***** Data for review

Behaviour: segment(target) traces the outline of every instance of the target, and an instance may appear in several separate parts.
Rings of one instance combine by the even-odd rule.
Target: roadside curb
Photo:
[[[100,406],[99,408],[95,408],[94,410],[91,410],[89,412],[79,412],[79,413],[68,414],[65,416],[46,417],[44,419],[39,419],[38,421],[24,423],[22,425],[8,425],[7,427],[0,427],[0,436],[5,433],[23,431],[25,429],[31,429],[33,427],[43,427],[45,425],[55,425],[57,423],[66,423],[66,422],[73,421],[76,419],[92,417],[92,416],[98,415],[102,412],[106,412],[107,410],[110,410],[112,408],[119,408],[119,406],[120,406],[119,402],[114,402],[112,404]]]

**********

An exact repeat of all the records is required.

Behaviour: segment(target) traces the outline of every instance of the target, and an instance may appear in several separate parts.
Rings of one instance combine by the even-odd rule.
Target: roadside curb
Photo:
[[[100,406],[99,408],[95,408],[94,410],[91,410],[89,412],[79,412],[79,413],[68,414],[65,416],[46,417],[44,419],[39,419],[38,421],[24,423],[22,425],[8,425],[7,427],[0,427],[0,436],[5,433],[23,431],[25,429],[31,429],[33,427],[43,427],[45,425],[55,425],[57,423],[66,423],[66,422],[73,421],[76,419],[92,417],[92,416],[98,415],[102,412],[106,412],[107,410],[110,410],[112,408],[119,408],[119,406],[120,406],[119,402],[114,402],[112,404]]]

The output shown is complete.